• _Texto de lectura_:
◇ ◇ ◇ ◇ ◇ ◇ ◇
Ya sé que no da para Premio Nobel distinguir entre frío-calor y temperatura; pero al hablar en términos coloquiales de frío nos referimos generalmente a temperaturas muy bajas, a menudo tanto que cambian la cualidad física de los alimentos por el fenómeno de la congelación.

Pozo de hielo en el santuario de Leciñena. La arquitectura del frío aragonesa será BIC en breve. FOTO: Cortesía F. Abad. A.

 

La observación empírica de que las bajas temperaturas permiten alargar la vida útil de alimentos perecederos, permitió una especie de semiconserva limitada. Mantener en el exterior, fuera del calor hogareño, a salvo de animalillos rapaces y lluvia era guardarlos al fresco en armarios protectores y así surgió la fresquera.

En casas rurales un suelo relativamente blando, generalmente de origen aluvial, permitió hacer pequeñas cuevas, similares a las bodegas subterráneas o rupestres –para el curado del queso pirenaico, por ejemplo– que en nuestra tierra se denominaban el caño donde la temperatura era baja y a salvo de cambios bruscos de frío o calor estacional.

La prolongación del tiempo de conservado por estos medios permitía alargar la vida útil de piezas de caza de tamaño grande, o mantener sin fusión cantidades apreciables de mantequilla o algo tan sencillo como tomar en verano agua o vino relativamente frescos; pero no introdujo cambios sustanciales en la comida.

Nevera fresquera antigua.

Las neveras

Una variante sensu lato hogareña de conservación ya no de fresco o frío, sino de hielo, eran las neveras, generalmente pertenecientes a mansiones nobles, monasterios o incluso poblaciones amplias. La nevera es una construcción pétrea, de sólidas paredes, aislada del exterior por enterramiento, generalmente con techo abovedado. Una pequeña entrada permitía llenarla de la nieve caída en invierno –de ahí el término nevera, no helera–, que se apisonaba fuertemente mediante pisones de madera provistos de un largo mango para su manejo.
◇ ◇ ◇ ◇ ◇ ◇ ◇
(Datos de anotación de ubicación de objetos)

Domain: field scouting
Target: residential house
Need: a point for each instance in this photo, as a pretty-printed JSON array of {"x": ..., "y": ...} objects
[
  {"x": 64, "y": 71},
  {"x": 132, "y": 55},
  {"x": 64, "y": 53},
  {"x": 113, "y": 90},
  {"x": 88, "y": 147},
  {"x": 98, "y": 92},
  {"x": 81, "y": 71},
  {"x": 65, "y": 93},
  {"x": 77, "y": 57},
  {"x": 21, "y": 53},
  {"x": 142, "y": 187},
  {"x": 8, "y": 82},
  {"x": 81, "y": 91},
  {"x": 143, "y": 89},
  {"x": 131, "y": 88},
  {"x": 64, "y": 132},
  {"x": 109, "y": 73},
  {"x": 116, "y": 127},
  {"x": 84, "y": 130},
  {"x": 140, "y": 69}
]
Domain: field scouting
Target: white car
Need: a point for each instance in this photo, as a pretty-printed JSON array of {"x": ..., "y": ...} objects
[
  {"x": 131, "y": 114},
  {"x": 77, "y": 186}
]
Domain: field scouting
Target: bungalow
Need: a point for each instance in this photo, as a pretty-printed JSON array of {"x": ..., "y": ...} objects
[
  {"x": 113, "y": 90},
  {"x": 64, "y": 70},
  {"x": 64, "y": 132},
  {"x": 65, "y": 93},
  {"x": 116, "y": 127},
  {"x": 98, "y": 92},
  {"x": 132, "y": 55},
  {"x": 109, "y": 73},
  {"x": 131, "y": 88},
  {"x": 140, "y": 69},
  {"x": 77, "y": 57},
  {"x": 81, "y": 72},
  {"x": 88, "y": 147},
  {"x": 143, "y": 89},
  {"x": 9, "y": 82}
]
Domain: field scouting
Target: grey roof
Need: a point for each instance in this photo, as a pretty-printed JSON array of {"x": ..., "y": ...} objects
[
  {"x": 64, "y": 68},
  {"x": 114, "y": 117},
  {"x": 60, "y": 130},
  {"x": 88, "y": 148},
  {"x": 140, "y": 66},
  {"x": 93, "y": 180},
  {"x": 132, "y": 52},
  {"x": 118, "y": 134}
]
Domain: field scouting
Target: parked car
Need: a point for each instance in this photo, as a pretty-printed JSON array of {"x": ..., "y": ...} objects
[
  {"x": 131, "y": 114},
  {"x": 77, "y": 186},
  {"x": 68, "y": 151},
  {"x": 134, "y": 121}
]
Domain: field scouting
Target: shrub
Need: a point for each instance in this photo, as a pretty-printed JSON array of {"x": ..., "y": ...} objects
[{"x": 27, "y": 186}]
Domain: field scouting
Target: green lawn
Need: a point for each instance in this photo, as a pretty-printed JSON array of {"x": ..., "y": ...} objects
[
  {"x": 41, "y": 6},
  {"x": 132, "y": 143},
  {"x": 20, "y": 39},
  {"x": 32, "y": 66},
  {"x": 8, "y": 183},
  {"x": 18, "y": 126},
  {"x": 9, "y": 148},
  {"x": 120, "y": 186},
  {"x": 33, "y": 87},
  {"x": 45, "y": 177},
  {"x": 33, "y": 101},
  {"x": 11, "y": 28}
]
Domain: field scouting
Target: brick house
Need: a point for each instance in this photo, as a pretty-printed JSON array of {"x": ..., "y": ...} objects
◇ ◇ ◇ ◇ ◇ ◇ ◇
• _Instrucciones de tarea_: Según el texto sobre la conservación por frío, ¿a quiénes o a qué solían pertenecer las neveras? Enuméralos todos.

• _Respuesta completa_:
- Mansiones nobles
- Monasterios
- Poblaciones amplias